# TEXT SEGMENT start

Bloody Bolt losing my journal entry. I copied it but forgot about it and copied over it. Duh, Kim. Anyway, I'll try and remember it.

OK, so I got woken up just after 1o this morning to the sound of my mobile ringing, pick it up in a grumbly, croaky, 'I've just been woken up thanks to you' voice, and find out that the Bookshop at uni wants me to work there, so "hell yes, for $17 an hour and a quicker trip to the USA, sure I will start training next Friday!". Well, that is what I wanted to say, in retrospect, but of course, being the snooze head that I have become this past month or so, all I said was "Yep, sure". Oh, how professional of me. Anyway, that's that.

Went to Denae's last night to plan the shopping list. We wanted to go down to Wavo and shop last night but NOOOO, Beck wanted to go home and watch Nip/Tuck instead. Blah. So now we have to have the great pleasure of going down to Ashwood at 1 P.M. on Sunday afternoon and battle the gauntley that will be the carpark and the queues. We shoudl go to Wheelers Safeway instead, but NOOO, Beck wants to show off by getting PA-ed down. Blah to that. Blah to her. After Beck left, Amelia, Denae, and I played a bit of Extreme Makeover, critiquing eachother and moving fat around eachother's bodies with words, lol. Fun times. It will be replicated for the camera after a few Midori and lemonades down at Torquay. I'm also bringing our sombrero to Torquay, no way am I going to get sunburnt again. I don't care how much of a fool I look like, at least I won't peel as much as Phillip Island. Eew.

Anyway, I'm super bored. I hate waiting around for work. I'm going to go now.

Kim out. ~Kim
Comments: Add Your Own.

Tuesday, January 27th, 2004

Time:3:38 pm.
Mood: ditzy.




This is the photo I'm using for MSN atm, and this is Tina's reaction:



Tina says:

HOOOOOWWWWW CUTE.

Tina says:

OMG.

Tina says:

HOW CUTE.

Kim>>>The cause of suffering is desire...Now I am a failure; Donna Hay is a bitch (17 days til I'm 19) says:

what?

# TEXT SEGMENT end
# DATA SUPPLIED start

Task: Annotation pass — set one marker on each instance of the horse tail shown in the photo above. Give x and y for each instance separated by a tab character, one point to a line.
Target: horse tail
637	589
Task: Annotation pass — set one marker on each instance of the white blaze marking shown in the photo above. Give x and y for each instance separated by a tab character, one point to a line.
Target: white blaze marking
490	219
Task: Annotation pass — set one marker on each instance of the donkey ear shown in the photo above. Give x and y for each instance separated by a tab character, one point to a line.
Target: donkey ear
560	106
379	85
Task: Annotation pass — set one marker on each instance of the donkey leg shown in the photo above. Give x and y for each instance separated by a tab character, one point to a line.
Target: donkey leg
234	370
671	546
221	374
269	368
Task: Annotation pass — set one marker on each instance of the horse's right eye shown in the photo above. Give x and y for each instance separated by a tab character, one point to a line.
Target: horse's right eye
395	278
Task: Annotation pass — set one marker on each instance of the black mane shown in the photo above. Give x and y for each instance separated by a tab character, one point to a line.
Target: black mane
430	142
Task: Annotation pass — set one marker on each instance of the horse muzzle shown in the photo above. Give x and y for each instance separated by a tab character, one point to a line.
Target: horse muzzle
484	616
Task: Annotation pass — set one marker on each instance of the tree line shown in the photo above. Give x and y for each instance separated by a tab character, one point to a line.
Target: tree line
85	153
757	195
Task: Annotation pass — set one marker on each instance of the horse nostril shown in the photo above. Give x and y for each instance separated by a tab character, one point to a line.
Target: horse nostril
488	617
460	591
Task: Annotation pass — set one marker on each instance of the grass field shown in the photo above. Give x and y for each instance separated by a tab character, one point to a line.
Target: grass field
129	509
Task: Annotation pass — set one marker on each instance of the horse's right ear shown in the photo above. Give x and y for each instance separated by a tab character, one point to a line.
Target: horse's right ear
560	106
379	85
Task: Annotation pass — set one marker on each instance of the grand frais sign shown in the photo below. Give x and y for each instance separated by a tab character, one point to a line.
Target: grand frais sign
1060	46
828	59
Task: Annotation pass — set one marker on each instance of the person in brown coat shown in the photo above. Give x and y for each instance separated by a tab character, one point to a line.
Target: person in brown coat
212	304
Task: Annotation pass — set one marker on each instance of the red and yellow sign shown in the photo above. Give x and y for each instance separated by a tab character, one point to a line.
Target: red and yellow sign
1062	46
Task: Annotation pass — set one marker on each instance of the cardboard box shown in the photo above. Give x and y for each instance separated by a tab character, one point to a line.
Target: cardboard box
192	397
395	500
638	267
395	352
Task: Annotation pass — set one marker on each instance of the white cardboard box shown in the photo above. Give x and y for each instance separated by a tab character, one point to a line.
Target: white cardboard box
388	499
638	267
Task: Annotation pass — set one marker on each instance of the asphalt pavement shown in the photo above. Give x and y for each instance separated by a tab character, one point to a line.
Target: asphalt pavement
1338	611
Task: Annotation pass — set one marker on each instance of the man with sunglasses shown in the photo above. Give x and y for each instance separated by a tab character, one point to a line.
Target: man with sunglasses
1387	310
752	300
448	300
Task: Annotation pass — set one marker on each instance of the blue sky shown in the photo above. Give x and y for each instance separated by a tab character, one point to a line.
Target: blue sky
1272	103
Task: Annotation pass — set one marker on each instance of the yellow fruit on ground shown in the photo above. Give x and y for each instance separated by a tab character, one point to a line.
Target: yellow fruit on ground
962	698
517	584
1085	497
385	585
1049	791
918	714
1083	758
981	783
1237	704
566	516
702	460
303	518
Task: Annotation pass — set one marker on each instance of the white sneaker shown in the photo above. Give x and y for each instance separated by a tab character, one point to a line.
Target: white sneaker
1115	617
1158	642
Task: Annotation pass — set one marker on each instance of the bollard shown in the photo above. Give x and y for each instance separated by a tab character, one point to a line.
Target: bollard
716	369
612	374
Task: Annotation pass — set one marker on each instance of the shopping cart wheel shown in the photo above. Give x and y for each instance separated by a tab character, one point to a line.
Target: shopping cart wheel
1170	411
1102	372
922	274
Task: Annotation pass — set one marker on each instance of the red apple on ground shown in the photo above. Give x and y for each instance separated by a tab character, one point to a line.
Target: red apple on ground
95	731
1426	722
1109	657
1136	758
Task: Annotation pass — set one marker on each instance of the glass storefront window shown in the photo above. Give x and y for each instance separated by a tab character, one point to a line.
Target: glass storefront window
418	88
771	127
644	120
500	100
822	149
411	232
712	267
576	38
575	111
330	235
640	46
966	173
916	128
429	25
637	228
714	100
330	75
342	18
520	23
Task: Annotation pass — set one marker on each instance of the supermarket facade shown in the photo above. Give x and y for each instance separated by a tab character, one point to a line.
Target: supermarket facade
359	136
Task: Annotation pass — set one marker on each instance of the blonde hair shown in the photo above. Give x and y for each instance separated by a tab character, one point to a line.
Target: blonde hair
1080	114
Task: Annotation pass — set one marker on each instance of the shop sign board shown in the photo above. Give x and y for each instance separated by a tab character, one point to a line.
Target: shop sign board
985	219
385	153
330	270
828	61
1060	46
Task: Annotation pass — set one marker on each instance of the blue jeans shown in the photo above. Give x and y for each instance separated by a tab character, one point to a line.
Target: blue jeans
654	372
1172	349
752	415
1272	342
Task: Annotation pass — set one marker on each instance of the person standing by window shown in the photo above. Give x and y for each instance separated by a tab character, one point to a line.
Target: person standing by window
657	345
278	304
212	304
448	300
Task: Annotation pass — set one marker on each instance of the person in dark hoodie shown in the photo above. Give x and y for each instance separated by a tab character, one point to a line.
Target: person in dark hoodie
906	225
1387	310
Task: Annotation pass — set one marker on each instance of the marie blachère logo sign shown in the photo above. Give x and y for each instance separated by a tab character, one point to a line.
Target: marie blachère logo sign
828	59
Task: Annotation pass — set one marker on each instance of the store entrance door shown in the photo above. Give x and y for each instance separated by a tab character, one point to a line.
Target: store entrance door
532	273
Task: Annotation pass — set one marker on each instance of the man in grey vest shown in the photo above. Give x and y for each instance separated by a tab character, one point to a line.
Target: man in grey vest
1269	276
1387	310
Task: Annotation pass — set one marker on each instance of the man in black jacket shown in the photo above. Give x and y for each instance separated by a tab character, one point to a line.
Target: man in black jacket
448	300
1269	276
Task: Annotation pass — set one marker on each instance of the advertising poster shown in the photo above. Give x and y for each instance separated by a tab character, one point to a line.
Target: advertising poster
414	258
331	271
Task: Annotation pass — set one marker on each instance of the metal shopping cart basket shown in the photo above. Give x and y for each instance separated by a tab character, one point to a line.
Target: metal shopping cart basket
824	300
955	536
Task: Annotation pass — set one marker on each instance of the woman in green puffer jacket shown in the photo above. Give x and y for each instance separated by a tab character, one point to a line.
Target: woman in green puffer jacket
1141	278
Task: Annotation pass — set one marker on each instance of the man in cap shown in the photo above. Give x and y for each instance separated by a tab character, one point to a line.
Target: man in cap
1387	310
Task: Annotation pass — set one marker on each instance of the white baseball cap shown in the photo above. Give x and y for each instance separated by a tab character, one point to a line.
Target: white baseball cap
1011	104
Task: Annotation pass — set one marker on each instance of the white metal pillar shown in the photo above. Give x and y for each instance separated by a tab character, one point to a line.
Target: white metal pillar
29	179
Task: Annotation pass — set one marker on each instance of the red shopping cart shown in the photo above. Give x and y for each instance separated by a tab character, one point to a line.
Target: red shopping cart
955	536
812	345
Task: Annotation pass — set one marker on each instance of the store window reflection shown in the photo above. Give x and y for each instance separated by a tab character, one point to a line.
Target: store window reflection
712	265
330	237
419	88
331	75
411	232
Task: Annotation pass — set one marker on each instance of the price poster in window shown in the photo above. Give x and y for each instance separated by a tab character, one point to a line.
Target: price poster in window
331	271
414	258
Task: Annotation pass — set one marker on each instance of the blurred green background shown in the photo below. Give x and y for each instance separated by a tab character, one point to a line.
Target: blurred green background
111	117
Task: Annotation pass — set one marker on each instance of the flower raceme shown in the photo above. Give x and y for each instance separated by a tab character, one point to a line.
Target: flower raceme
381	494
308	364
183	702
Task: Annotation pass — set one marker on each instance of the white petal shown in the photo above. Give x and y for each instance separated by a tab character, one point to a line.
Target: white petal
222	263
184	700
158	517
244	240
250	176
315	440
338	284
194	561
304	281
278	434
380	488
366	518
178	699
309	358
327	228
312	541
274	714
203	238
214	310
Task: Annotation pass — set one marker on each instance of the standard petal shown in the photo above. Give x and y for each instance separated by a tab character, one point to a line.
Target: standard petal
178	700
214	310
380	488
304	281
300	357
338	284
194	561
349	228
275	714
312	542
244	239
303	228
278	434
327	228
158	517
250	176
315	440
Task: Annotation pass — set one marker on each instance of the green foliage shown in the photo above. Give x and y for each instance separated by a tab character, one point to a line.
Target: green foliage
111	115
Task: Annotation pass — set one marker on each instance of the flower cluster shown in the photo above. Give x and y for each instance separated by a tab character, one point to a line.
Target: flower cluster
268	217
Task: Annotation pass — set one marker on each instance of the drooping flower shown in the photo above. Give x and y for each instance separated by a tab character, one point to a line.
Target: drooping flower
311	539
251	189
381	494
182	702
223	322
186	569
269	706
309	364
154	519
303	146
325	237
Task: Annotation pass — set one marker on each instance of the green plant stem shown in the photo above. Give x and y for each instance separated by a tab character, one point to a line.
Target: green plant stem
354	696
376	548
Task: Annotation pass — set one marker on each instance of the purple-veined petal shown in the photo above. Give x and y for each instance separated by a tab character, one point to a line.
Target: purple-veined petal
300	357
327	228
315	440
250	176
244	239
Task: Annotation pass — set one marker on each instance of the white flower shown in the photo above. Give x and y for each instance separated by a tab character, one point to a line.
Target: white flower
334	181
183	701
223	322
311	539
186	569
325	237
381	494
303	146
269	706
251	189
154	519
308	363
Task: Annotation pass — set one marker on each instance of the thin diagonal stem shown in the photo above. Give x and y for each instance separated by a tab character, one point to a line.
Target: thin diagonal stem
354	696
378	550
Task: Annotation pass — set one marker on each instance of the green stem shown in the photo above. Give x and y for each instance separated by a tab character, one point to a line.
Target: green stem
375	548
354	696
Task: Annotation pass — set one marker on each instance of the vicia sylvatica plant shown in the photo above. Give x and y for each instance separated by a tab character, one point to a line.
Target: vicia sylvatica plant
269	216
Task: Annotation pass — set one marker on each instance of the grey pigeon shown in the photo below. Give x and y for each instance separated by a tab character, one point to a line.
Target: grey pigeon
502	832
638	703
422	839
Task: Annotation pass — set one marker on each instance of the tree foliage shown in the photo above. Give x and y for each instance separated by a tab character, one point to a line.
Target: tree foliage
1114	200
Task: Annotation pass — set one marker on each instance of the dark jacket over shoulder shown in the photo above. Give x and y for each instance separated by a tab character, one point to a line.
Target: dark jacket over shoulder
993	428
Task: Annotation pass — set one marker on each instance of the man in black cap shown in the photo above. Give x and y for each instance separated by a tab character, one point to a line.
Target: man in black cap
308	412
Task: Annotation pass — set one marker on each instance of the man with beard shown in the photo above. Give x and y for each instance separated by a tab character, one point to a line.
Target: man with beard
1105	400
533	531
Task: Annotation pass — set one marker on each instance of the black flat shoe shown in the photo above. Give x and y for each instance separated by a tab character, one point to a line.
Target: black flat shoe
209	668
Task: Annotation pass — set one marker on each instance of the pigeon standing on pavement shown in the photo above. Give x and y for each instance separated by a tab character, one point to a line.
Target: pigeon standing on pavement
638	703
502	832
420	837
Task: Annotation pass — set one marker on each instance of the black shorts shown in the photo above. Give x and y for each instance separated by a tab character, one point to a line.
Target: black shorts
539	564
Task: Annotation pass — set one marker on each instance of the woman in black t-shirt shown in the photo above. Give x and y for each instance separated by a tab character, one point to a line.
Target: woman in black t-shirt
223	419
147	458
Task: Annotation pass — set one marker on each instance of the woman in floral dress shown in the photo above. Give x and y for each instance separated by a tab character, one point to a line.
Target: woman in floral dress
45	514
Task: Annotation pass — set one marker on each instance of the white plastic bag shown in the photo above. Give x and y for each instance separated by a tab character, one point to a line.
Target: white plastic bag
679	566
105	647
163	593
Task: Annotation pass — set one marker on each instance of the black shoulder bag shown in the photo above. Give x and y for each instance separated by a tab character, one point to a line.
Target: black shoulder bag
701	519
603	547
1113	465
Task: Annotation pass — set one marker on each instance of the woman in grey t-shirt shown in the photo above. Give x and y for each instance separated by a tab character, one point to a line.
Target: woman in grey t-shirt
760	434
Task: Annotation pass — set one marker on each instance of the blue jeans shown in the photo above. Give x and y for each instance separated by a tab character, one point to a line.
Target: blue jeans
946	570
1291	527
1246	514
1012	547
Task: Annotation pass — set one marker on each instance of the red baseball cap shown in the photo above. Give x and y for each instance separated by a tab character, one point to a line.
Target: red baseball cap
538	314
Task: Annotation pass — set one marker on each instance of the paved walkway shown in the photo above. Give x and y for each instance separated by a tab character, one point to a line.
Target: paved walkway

# DATA SUPPLIED end

**YOUR TASKS**
1. In the journal text, what hourly pay does the Bookshop at uni offer?
2. List every person named in the journal text.
3. Write the next part of the journal text, picking up right after its last line.

**RESPONSES PER TASK**
1. $17 an hour.

2. Kim, Denae, Beck, Amelia, Tina, Donna Hay

3.
Tina says:

IS THAT YOU.

Kim>>>The cause of suffering is desire...Now I am a failure; Donna Hay is a bitch (17 days til I'm 19) says:

YES IT IS

Kim>>>The cause of suffering is desire...Now I am a failure; Donna Hay is a bitch (17 days til I'm 19) says:

IM MEANT TO BE SLEEPING

Kim>>>The cause of suffering is desire...Now I am a failure; Donna Hay is a bitch (17 days til I'm 19) says:

lmao i love your reaction

Tina says:

OMG. I WANT TO SQUEEZE IT UNTIL POOP COMES OUT.

Kim>>>The cause of suffering is desire...Now I am a failure; Donna Hay is a bitch (17 days til I'm 19) says:

lmfao

Kim>>>The cause of suffering is desire...Now I am a failure; Donna Hay is a bitch (17 days til I'm 19) says:

rofl

Tina says:

omfg. its you?

Kim>>>The cause of suffering is desire...Now I am a failure; Donna Hay is a bitch (17 days til I'm 19) says:

yes

Tina says:

i abuse rofl.

Kim>>>The cause of suffering is desire...Now I am a failure; Donna Hay is a bitch (17 days til I'm 19) says:

lmao i abuse lmao

Tina says:

OMG.

Kim>>>The cause of suffering is desire...Now I am a failure; Donna Hay is a bitch (17 days til I'm 19) says:

omg that is a hillarious reaction

Tina says:

how cute.

Tina says:

I WANT TO SAVE IT.





and after a bit of convo, this comes out:



Tina says:

OMG. I SERIOUSLY WANT TO HOLD YOU UNTIL YOU CHOKE.

Tina says:

OH GOD.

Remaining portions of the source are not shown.